## START Records for processing

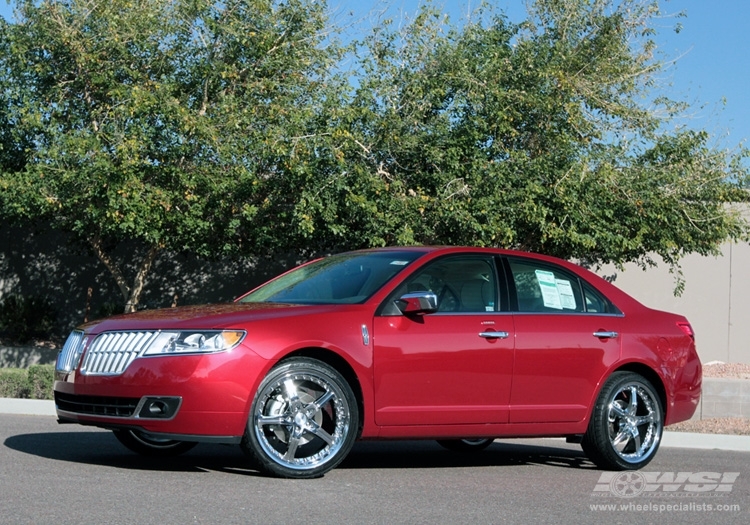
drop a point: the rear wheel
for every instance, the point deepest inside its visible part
(626, 425)
(466, 445)
(303, 421)
(151, 445)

## END Records for processing

- _Written instruction_: Could you format these records as a two-column CSV with the columns "text" and "answer", one row per record, each value in its own quoted field with line breaks replaced by spaces? Leave the pictures out.

- _The answer_:
text,answer
"drop a point: the rear wheel for every instance, the point deepest inside its visible part","(626, 425) (466, 445) (303, 421) (151, 445)"